> What is required
Examine the data below and state how many lines contain "Referring", offering no other words.

> Information
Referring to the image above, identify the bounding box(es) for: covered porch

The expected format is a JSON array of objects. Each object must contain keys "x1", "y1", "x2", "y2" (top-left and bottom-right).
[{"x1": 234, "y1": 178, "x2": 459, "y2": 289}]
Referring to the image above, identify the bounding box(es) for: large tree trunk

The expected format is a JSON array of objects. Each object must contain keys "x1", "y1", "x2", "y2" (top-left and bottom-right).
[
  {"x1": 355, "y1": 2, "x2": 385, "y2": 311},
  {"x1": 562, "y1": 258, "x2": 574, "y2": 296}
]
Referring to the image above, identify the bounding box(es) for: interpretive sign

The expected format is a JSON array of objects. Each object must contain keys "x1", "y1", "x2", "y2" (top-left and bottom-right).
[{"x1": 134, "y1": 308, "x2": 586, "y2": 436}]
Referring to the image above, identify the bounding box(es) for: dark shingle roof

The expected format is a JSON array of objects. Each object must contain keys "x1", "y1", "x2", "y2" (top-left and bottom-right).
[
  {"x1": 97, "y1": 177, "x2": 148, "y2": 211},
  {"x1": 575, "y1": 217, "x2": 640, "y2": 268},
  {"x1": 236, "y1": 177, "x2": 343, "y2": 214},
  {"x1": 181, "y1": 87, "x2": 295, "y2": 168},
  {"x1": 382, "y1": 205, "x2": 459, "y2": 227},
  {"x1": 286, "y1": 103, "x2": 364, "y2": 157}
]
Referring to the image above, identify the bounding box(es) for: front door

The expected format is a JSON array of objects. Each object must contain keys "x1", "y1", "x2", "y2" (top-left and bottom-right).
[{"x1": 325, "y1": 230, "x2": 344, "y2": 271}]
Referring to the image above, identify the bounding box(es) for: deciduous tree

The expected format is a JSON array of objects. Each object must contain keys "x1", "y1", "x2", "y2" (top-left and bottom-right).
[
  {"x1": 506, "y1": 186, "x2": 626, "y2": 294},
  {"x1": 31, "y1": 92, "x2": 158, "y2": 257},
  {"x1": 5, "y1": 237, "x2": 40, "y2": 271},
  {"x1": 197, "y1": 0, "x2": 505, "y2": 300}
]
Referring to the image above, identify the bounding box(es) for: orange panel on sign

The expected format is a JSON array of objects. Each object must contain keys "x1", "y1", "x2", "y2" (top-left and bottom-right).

> Result for this task
7